Please show every line of the listing that contains the string "patterned".

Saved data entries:
────────────────────────────────────────
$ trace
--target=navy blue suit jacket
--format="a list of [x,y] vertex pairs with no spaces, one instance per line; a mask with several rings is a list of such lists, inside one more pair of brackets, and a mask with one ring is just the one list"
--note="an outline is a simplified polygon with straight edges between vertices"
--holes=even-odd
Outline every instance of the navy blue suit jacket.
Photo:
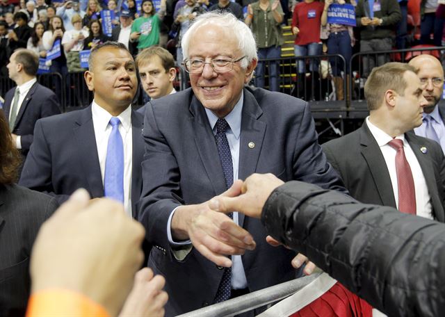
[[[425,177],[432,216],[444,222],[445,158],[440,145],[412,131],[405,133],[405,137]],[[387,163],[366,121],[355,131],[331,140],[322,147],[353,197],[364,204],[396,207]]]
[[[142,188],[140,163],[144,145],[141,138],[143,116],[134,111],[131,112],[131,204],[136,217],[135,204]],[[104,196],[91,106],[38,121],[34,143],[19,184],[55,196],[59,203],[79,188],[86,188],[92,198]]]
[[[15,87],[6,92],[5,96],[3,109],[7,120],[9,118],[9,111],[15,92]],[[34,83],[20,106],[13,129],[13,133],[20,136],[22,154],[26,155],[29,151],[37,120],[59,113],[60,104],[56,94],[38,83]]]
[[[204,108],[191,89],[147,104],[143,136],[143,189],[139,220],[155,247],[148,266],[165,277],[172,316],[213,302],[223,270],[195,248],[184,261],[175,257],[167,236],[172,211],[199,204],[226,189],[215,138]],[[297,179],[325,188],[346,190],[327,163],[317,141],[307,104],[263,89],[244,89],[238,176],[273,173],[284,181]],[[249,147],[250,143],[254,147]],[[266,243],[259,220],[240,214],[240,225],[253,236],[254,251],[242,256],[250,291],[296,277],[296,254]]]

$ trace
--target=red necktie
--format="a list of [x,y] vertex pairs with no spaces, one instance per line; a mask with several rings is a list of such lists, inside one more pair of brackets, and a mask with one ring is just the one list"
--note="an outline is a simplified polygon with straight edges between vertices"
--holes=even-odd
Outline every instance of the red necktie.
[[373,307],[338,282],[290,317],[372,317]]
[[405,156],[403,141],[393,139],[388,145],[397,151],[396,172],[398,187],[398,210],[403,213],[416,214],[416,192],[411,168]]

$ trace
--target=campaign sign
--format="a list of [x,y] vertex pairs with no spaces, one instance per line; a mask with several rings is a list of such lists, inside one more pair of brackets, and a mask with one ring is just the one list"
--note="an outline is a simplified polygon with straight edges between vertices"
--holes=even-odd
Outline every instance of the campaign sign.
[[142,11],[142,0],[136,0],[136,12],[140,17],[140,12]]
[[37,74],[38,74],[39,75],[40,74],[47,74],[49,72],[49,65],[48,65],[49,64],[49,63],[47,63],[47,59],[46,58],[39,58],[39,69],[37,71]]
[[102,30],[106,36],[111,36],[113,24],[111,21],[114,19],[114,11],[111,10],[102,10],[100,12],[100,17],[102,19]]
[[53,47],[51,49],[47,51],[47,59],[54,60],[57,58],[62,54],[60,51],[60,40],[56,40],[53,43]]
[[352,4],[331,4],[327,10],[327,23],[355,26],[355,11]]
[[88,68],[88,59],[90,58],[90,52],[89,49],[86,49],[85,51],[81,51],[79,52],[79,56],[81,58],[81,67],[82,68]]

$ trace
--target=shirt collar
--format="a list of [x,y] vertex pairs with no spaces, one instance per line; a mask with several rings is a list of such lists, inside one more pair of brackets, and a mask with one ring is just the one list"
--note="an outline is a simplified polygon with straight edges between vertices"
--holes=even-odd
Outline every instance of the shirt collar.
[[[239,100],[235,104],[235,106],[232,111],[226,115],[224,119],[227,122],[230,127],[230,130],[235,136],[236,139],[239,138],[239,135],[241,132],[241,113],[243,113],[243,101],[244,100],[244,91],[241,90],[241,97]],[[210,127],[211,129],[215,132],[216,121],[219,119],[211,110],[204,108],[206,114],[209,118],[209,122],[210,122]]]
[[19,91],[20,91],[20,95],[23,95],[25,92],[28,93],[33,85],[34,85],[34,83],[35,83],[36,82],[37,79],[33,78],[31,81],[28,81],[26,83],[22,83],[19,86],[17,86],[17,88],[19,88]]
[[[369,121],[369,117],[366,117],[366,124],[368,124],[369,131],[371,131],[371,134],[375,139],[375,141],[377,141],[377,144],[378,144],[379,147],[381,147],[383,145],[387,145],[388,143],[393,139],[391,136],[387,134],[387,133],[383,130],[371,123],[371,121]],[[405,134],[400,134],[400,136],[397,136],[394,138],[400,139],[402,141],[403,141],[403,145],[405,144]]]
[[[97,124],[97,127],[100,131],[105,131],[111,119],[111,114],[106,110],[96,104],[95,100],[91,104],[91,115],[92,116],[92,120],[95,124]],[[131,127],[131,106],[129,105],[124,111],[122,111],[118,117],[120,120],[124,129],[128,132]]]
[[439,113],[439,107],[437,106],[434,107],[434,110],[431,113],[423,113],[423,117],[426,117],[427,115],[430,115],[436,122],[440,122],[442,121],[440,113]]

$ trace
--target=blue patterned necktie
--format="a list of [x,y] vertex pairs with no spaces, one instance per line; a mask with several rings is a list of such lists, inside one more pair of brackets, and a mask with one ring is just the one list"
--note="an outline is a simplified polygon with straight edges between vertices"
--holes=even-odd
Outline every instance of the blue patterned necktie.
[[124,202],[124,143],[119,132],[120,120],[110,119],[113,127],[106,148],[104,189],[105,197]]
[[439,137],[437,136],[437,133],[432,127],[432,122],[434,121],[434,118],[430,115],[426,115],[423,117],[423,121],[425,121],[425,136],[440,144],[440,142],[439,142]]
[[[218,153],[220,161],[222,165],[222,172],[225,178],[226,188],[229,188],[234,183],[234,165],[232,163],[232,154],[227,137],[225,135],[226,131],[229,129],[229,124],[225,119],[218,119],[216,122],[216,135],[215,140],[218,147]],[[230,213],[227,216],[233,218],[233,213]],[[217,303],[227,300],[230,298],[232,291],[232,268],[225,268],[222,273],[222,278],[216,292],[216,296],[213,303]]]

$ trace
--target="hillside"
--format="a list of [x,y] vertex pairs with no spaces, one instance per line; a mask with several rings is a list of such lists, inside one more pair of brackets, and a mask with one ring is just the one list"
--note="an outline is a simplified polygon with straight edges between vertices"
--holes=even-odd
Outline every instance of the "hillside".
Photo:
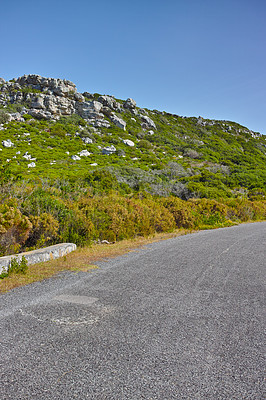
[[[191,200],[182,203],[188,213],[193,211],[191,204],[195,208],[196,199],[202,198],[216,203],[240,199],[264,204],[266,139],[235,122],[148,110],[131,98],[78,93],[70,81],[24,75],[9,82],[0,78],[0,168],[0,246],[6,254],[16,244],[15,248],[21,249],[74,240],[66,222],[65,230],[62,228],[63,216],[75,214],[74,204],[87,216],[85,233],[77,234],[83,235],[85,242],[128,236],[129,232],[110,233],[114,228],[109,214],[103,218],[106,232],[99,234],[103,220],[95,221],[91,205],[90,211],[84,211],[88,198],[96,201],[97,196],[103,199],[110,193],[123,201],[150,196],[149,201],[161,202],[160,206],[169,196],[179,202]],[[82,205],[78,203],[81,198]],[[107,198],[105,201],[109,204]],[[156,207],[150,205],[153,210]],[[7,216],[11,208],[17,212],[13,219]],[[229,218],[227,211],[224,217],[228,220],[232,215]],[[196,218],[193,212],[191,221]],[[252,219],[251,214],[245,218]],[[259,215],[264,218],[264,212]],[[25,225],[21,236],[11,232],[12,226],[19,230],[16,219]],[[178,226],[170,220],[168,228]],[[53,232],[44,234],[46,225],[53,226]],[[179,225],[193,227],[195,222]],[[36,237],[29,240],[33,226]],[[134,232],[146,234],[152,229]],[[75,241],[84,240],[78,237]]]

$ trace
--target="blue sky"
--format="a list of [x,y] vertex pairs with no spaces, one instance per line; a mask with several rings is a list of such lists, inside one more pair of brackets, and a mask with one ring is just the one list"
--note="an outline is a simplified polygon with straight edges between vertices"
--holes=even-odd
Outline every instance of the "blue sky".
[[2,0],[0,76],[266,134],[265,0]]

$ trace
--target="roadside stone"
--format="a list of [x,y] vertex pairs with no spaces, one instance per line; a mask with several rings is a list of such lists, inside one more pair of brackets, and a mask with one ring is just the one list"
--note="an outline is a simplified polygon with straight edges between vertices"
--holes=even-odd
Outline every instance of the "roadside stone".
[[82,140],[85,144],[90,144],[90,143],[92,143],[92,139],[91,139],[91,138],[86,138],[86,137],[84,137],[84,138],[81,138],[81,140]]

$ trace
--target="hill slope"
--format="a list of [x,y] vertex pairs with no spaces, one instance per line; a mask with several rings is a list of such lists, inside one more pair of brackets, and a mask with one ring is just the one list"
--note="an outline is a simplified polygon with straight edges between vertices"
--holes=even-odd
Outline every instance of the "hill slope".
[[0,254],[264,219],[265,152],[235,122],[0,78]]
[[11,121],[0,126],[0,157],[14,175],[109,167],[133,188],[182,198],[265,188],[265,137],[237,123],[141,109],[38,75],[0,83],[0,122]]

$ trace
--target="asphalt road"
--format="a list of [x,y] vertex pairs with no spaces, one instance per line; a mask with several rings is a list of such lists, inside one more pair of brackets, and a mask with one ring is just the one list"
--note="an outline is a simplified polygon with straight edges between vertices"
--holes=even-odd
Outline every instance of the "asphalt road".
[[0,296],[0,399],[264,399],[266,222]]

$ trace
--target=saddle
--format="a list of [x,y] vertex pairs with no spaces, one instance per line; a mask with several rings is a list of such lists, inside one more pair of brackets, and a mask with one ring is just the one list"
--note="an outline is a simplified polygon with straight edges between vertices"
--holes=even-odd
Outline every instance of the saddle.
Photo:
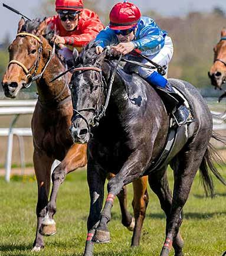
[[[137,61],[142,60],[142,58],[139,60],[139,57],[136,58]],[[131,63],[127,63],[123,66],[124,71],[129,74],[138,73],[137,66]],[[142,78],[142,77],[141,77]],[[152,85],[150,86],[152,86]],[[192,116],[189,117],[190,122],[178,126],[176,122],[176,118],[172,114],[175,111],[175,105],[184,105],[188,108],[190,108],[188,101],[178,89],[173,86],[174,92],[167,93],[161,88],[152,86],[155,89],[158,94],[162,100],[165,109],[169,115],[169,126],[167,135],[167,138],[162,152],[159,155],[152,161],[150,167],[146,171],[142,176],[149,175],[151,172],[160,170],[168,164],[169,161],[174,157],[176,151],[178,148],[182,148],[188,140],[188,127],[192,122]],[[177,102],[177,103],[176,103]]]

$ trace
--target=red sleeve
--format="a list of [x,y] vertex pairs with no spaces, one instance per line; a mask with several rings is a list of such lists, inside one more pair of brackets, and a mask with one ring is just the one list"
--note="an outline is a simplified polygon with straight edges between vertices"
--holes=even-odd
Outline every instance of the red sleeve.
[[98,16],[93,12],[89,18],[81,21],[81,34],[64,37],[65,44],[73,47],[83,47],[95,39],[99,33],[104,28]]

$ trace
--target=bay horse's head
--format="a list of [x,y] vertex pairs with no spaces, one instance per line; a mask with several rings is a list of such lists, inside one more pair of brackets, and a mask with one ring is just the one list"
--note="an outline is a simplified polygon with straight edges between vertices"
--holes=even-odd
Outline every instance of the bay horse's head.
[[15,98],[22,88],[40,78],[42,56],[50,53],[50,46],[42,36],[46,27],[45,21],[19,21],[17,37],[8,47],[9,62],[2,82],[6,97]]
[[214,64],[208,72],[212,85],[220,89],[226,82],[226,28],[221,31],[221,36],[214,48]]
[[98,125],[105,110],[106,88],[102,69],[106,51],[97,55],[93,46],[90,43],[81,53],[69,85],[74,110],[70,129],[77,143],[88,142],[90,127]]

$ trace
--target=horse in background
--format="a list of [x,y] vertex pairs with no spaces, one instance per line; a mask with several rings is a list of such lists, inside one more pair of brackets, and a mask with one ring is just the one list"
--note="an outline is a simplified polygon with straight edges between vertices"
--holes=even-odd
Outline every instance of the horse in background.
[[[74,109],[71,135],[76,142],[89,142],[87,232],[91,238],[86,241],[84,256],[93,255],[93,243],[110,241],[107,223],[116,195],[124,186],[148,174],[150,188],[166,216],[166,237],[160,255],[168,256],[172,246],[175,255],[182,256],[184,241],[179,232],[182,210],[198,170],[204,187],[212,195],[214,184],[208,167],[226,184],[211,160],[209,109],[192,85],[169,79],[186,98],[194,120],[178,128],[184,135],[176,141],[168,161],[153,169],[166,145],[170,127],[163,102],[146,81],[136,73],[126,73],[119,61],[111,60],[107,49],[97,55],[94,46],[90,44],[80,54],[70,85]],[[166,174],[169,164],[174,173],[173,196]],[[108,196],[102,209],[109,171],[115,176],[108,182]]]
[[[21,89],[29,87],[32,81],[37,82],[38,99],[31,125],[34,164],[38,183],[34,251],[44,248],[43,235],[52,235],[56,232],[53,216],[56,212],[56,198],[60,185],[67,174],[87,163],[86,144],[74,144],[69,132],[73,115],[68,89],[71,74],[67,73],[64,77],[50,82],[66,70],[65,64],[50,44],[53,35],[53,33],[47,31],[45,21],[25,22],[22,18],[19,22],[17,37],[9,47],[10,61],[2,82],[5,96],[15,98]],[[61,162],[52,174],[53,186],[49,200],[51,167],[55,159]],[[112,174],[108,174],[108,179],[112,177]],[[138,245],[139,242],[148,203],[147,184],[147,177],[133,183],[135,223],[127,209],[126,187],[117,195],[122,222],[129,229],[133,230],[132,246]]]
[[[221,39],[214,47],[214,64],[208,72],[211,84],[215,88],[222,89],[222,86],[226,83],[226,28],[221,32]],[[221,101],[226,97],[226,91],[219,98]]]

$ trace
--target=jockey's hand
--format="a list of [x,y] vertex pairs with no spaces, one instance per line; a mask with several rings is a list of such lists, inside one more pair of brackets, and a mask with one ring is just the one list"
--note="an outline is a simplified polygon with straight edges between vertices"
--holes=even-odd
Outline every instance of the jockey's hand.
────────────────────────────────────────
§ SOLVED EXERCISE:
--target=blue patterned necktie
Outline every instance of the blue patterned necktie.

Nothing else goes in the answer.